» **Work instructions**
[A] Name the class blocks that the passage about the Outdoor Education Center lists.
[B] Repeat the part of the passage about the Outdoor Education Center starting at "I hadn't connected" and ending at "three serious omens.", switching "hellish" to "grueling".
[C] Translate into Spanish this sentence from the passage about the Outdoor Education Center: "From midday on Tuesday through midday on Friday I lead two groups of students."

» **Excerpted text**

We had planned the two-day backpacking trip the weekend before, but little did we know how much we'd need “the tonic of wilderness,” as Thoreau called it. I had picked out the quote the morning before, but little did I know the levels on which it would apply. I had watched my friend's speech the previous night, but little did I know how strongly it would resonate.
I hadn't connected the unrelated signs, but after the most challenging and at times hellish week we've experienced this school year at the Outdoor Education Center, they now seem to have been three serious omens.
I suppose this presents as good a time as any to elaborate briefly on the nature of my job for those of you who say “Outdoor Education Center? What exactly does that mean?” Each week, 200-250 fifth-graders from the Houston Independent School District make the two-hour drive north and east from America's fourth-largest city to our remote campus near the remote town of Trinity. From midday on Tuesday through midday on Friday I lead two groups of students. During the mornings and afternoons it's a coed group of 10-14 which I instruct in our five three-hour class blocks (Adventure, Aquatics, Conservation, Farm, and Forest Study); over mealtimes, evenings, and overnights I supervise a boys' cabin of the same size.

» **Information provided**

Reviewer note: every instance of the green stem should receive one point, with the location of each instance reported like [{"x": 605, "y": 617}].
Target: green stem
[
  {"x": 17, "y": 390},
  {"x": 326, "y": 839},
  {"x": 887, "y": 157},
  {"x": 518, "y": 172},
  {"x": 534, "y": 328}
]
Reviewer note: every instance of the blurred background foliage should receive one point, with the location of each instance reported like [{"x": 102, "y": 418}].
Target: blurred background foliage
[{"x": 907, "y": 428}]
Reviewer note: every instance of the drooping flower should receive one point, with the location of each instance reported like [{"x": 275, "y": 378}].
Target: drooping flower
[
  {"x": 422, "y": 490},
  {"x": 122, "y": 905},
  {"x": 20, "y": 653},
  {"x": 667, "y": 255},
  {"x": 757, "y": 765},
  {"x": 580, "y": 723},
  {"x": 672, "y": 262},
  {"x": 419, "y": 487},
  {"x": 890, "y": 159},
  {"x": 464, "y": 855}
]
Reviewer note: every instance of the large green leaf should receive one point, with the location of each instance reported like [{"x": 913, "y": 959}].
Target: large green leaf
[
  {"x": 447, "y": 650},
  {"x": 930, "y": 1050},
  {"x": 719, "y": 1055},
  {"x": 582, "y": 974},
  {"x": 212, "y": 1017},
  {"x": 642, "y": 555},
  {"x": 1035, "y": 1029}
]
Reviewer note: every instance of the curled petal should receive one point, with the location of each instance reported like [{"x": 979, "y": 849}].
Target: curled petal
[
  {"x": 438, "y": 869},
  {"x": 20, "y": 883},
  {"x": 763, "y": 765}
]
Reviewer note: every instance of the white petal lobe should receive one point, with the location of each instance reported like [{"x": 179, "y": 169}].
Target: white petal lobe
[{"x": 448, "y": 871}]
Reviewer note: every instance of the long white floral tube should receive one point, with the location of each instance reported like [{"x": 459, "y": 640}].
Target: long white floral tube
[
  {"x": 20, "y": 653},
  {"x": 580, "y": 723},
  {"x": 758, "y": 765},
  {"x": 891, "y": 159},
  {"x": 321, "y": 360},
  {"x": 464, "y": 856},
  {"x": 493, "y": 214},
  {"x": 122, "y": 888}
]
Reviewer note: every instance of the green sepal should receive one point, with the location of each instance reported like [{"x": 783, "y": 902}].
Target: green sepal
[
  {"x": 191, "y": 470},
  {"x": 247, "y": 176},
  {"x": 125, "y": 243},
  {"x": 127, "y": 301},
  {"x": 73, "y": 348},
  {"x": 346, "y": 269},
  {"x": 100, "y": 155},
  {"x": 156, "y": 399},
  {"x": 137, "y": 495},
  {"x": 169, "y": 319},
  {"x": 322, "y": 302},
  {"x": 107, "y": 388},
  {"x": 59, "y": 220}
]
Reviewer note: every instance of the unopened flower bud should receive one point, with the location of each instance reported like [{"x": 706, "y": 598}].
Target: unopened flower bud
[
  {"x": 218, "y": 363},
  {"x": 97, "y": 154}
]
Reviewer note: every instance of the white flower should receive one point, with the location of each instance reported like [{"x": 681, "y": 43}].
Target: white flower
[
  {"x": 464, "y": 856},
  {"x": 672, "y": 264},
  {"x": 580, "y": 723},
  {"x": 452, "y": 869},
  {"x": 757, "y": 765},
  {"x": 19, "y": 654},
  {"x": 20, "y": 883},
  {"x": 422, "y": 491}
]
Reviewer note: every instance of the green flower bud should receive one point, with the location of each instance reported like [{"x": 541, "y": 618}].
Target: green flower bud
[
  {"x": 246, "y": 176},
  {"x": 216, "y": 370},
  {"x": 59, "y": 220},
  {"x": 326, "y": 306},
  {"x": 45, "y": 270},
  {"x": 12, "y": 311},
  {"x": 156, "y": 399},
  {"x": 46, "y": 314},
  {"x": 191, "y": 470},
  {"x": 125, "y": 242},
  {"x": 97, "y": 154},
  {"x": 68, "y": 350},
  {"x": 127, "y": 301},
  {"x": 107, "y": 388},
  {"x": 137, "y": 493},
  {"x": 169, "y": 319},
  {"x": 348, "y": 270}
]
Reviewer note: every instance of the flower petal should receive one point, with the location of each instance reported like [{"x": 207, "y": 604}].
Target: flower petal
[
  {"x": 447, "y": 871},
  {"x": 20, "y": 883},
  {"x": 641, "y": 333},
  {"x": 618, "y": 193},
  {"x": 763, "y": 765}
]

» **Responses for each task**
[A] Adventure, Aquatics, Conservation, Farm, and Forest Study

[B]
I hadn't connected the unrelated signs, but after the most challenging and at times grueling week we've experienced this school year at the Outdoor Education Center, they now seem to have been three serious omens.

[C] Desde el mediodía del martes hasta el mediodía del viernes, dirijo dos grupos de estudiantes.